What do the lines say from the one containing "Expected: for each instance of the man's eyebrow" to the end of the records? Restate them word for word, and only those.

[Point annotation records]
.....

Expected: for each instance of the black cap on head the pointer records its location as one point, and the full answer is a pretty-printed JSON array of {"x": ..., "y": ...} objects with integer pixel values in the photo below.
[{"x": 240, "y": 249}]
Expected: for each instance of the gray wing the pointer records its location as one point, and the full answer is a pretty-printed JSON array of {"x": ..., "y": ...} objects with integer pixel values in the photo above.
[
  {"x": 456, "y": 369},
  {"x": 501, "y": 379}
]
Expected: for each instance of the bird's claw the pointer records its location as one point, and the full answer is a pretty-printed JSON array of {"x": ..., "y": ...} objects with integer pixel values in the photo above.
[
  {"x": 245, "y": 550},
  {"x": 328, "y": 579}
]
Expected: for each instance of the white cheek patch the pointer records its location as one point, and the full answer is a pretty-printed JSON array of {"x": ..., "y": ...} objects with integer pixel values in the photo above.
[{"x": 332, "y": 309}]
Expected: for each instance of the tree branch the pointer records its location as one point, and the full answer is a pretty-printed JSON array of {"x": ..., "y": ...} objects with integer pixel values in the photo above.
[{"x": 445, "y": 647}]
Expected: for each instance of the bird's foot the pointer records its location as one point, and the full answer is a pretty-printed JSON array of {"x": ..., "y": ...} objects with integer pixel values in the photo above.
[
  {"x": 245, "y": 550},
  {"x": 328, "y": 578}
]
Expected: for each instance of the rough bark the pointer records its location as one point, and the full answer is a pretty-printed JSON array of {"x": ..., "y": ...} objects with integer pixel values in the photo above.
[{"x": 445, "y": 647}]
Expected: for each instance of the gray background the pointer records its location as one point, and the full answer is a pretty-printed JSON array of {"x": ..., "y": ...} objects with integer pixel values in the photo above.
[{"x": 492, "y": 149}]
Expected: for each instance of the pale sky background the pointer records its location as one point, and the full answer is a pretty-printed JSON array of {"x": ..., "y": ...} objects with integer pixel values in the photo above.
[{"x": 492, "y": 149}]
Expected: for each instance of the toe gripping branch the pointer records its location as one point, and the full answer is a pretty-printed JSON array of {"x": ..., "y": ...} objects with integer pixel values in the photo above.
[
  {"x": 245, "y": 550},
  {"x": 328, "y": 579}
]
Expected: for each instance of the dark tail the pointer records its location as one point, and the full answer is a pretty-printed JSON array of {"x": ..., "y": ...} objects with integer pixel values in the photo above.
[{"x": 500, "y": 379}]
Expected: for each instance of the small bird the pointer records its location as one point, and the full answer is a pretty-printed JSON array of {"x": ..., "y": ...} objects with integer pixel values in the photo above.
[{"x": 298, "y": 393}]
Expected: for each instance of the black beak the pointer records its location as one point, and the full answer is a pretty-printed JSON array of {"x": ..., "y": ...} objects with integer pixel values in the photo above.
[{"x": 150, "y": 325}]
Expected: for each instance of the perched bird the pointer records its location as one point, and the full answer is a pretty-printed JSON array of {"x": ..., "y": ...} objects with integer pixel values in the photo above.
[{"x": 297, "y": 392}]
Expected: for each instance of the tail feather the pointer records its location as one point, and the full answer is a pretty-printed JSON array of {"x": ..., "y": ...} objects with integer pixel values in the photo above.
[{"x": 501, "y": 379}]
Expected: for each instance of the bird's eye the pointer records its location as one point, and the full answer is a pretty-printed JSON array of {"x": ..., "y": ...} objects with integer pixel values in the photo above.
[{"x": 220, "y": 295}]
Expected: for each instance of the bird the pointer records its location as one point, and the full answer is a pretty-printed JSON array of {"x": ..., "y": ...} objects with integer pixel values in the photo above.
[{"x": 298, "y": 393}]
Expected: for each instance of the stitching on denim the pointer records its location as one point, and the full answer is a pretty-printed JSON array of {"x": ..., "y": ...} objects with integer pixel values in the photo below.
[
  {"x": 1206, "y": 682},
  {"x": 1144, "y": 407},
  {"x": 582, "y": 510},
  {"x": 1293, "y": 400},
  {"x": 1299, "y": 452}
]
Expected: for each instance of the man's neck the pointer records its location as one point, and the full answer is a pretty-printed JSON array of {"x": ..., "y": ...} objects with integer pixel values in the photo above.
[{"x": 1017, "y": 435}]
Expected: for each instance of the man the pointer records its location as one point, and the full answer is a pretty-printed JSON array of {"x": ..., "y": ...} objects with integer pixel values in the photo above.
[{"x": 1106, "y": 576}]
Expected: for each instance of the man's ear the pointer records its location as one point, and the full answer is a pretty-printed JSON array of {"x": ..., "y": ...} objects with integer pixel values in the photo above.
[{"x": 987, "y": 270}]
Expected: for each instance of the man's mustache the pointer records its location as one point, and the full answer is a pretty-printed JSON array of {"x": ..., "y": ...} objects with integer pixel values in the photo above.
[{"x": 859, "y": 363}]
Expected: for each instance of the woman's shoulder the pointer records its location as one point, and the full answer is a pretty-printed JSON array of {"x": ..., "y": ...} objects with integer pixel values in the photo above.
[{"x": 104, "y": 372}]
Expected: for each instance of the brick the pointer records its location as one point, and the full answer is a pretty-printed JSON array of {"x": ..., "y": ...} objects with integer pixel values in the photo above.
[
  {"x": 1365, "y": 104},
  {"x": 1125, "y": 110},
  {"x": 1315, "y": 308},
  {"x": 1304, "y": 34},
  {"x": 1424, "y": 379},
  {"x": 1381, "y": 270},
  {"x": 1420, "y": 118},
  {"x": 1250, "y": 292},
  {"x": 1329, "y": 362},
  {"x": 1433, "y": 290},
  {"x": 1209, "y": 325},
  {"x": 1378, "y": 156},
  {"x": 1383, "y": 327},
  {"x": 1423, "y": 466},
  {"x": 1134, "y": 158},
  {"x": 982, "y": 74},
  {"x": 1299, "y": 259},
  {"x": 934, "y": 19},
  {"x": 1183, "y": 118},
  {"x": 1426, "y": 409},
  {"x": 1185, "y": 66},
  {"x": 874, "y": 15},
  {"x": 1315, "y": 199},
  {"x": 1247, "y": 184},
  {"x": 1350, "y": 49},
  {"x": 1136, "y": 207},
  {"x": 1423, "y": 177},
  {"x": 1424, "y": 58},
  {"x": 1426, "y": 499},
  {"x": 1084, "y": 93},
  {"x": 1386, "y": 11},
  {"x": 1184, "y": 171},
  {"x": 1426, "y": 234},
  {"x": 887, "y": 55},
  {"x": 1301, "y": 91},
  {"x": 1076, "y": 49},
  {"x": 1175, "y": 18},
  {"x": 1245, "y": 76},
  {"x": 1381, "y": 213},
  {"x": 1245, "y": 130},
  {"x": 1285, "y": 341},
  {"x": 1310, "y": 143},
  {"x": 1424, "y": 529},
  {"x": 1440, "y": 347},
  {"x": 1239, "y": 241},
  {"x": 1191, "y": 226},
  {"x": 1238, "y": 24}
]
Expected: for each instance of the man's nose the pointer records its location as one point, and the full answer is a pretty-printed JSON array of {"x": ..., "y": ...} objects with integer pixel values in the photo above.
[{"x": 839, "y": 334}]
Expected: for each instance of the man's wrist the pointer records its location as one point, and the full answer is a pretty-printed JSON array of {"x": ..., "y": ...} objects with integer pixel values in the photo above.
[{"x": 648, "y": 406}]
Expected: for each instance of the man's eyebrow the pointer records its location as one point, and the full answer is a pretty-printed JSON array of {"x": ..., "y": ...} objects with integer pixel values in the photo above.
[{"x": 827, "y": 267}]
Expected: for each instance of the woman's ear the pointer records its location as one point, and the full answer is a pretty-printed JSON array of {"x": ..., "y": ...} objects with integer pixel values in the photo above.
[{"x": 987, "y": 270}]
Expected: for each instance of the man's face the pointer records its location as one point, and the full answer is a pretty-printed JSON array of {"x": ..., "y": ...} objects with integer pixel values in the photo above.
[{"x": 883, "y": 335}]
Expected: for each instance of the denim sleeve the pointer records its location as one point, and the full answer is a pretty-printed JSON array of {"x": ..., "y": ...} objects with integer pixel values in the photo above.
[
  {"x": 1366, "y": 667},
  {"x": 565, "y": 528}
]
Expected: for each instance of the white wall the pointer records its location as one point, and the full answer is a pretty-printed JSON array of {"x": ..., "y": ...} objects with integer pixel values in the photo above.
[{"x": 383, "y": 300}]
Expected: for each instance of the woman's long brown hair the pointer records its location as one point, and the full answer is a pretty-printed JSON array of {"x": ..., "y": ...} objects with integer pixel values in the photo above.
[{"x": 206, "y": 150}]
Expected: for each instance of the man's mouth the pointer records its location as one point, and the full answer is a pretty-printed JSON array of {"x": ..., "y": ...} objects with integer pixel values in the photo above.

.....

Expected answer:
Expected: for each instance of the man's eyebrow the pointer records its location as one point, and the full answer is a pretty-printed JSON array of {"x": ..., "y": ...} objects with integer pixel values in the photo above.
[{"x": 827, "y": 267}]
Expected: for each instance of the woman's ear the pointer records its location as one point, and the full answer is a pretty-printed JSON array of {"x": ..., "y": ...} objects with integer pixel values in the photo above.
[{"x": 987, "y": 270}]
Expected: for each instance of the man's face the pointer records its location as one point, and the full answer is a pretty-printed JSON array of {"x": ..., "y": ...} objects with integer pixel values in the photo above.
[{"x": 883, "y": 335}]
Expected: for each instance of the denim sleeve the pointer records its location as one point, and the full answer is a pretty-printed JSON array of {"x": ..., "y": ...} objects with integer pixel values in the photo above.
[
  {"x": 1366, "y": 667},
  {"x": 565, "y": 528}
]
Expected: for each instance of the white wall the pointer records its location as one point, and the full answer is a pretty-printed JSON array of {"x": ..., "y": ...} objects with integer pixel values in the photo above.
[{"x": 383, "y": 300}]
Expected: for each instance of the woman's long brown hair the pointer records its location as one point, and the full answer is a pretty-printed JSON array of {"x": ..., "y": ...} objects with integer pixel values in the photo above.
[{"x": 206, "y": 150}]
Expected: for each instance of the man's mouth the pointer records its location as one point, and the full answer is a pretty-printed JSON array of {"x": ..., "y": ...} objects with integer pixel values in the photo above.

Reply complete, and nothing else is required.